#### EXTRAIT DU DOCUMENT ####

Depuis maintenant cinq ans, les Allemands de Lord of the Lost accomplissent le grand écart entre rock et classique en sortant un album acoustique entre deux productions metal. Un changement radical de style et d’ambiance, si l’on excepte la voix toujours rauque et profonde du chanteur et leader du groupe Chris Harms. L’album Swan Songs, volume 3, enregistré avec un ensemble de dix musiciens classiques, sera disponible le 7 août chez Napalm Records. Rencontre avec Klaas Helmecke, alias Class Grenayde, le bassiste de la formation de Hambourg.

Khimaira : Depuis quelques années, Lord of the Lost alterne les albums metal et les albums acoustiques enregistrés avec une formation de musique classique. Est-ce un rythme que le groupe a décidé de suivre dorénavant ?

Class Grenayde : Il n’est pas dit qu’on continue ainsi, en tout cas pas forcément. Nous sortons des albums à une cadence plutôt élevée, et prendre le temps d’enregistrer ces « Swan Songs » en formation acoustique donne plus d’espace aux albums metal. Depuis 2015, la formule fonctionne, mais ce n’est pas pour autant une règle qu’on aurait décidé de suivre.

#### DONNÉES SOURCES ####

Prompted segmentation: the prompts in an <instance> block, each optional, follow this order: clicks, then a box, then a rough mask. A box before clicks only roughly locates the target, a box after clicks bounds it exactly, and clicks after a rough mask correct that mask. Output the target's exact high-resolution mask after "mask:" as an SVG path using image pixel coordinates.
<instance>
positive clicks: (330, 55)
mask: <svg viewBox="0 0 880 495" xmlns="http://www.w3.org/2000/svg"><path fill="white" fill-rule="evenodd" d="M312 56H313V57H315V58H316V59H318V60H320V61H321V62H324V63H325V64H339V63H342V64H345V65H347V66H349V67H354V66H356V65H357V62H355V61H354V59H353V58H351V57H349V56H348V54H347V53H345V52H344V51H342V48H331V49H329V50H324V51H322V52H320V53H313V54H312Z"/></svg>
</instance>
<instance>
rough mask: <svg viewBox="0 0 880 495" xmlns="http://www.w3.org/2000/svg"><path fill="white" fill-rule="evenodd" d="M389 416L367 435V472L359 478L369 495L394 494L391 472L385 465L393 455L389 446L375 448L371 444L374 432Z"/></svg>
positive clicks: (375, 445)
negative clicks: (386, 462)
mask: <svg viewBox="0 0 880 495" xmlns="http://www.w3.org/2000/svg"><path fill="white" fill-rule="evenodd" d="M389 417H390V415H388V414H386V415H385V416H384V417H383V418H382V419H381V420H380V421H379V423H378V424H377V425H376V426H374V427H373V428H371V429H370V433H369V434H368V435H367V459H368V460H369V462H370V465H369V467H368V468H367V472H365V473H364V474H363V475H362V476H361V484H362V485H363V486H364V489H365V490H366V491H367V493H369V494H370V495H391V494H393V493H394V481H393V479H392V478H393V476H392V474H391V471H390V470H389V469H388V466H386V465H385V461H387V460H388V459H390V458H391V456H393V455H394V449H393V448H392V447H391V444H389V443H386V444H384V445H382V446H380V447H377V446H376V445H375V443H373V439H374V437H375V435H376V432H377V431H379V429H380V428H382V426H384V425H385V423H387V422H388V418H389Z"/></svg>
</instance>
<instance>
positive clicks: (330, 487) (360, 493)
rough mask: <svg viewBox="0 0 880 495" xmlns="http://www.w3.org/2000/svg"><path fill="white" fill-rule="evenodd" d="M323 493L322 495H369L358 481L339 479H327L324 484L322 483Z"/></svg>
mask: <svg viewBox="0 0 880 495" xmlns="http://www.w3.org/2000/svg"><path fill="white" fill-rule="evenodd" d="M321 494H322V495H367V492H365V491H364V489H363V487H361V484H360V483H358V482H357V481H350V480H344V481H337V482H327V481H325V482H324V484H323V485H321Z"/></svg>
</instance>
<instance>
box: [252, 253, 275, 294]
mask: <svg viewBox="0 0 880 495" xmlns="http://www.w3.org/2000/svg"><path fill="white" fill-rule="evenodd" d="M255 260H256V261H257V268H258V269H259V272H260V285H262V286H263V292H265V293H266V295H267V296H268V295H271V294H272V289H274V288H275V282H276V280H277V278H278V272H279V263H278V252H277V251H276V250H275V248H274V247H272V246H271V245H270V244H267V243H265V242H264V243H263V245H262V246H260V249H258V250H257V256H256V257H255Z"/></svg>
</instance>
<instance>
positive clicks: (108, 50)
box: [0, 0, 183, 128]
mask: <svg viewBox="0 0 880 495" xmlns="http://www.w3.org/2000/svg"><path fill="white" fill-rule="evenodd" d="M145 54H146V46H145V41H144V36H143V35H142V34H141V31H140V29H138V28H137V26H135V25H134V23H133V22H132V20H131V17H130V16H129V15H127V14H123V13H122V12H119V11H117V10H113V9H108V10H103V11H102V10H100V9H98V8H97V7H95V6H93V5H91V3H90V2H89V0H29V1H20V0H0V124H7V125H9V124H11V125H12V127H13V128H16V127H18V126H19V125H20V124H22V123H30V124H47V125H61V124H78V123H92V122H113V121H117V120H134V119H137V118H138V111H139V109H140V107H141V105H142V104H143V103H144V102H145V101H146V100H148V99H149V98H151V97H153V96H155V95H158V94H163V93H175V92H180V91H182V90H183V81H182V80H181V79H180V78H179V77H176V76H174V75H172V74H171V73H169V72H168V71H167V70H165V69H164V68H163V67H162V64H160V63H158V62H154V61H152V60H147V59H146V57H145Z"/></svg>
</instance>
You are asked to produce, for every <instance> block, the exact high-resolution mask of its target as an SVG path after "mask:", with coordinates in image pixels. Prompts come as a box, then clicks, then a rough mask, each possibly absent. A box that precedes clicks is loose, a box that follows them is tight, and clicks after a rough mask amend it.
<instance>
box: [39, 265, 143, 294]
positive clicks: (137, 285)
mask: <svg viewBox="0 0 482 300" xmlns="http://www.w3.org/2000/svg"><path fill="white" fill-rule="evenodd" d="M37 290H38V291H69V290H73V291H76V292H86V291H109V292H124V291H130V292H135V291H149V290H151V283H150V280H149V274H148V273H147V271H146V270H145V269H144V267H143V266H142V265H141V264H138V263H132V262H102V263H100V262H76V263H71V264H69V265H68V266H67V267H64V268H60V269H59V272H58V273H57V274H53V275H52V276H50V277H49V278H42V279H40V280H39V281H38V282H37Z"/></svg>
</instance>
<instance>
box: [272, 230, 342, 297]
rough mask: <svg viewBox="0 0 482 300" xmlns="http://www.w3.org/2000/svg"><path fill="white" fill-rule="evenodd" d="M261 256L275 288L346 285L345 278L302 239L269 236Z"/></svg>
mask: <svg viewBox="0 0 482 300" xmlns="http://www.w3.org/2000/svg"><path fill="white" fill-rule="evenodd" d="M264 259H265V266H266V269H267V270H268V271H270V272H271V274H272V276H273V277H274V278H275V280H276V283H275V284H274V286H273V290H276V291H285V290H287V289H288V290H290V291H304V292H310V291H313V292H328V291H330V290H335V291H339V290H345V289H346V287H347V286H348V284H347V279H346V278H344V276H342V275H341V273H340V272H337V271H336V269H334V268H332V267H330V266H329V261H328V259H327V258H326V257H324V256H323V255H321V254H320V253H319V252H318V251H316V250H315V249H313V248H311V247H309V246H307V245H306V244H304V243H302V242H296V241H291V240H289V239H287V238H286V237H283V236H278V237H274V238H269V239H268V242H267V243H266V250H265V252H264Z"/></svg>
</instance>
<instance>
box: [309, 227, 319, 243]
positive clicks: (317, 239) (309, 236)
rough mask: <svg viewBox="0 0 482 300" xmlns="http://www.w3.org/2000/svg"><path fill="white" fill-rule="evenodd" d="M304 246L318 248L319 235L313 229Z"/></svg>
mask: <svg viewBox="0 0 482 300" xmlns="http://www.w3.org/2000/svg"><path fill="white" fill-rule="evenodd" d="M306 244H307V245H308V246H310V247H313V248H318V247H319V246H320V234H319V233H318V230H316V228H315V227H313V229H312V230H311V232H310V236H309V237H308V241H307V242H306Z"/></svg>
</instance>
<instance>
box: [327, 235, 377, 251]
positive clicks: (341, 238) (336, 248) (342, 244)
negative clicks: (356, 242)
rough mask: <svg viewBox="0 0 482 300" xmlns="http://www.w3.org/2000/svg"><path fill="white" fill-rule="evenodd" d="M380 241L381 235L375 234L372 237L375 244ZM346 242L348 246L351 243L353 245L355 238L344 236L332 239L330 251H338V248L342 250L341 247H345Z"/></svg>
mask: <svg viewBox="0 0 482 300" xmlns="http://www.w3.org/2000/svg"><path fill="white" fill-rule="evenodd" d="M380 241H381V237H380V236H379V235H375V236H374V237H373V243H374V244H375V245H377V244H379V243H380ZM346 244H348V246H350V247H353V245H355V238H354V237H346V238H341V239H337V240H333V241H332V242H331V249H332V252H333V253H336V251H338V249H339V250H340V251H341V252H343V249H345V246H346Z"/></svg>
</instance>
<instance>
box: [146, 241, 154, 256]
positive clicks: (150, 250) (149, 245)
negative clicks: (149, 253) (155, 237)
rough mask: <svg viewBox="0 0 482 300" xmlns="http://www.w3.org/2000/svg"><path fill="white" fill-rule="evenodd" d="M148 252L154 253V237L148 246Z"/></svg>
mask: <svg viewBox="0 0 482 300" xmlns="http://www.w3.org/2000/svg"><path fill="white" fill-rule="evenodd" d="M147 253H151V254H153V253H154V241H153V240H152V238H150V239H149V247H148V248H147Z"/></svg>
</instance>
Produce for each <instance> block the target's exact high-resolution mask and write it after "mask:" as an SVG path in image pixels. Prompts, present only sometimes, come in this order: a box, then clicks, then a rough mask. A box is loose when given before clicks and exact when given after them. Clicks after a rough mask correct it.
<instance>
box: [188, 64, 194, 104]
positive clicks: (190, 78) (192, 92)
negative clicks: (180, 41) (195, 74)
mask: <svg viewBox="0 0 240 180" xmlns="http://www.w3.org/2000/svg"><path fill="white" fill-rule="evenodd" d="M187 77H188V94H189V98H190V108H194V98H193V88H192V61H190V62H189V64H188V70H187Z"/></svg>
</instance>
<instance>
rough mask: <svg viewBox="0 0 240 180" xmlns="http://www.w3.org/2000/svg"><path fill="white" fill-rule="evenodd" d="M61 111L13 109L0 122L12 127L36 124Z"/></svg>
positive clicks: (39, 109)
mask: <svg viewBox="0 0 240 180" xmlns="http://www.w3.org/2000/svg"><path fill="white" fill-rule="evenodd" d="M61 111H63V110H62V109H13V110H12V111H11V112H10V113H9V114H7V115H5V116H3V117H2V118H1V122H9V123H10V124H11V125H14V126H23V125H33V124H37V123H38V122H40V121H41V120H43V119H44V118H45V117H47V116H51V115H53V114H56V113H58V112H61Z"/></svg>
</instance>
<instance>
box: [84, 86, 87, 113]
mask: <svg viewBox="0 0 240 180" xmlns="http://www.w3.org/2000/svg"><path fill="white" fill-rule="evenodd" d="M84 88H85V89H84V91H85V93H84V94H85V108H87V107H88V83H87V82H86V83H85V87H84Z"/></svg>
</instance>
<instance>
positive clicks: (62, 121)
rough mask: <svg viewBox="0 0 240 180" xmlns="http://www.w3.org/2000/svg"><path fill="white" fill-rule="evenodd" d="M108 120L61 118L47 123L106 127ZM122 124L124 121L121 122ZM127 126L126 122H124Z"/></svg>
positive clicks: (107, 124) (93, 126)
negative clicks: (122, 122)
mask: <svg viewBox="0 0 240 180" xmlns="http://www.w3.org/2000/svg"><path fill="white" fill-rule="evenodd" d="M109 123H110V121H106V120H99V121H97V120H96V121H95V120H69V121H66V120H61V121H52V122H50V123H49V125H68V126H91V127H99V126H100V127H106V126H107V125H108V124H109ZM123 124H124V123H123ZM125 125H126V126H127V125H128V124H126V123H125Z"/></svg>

####

• CONSIGNE
D'après l'entretien sur Lord of the Lost, avec combien de musiciens classiques l'album Swan Songs, volume 3 a-t-il été enregistré ?

• RÉPONSE ATTENDUE
Avec un ensemble de dix musiciens classiques.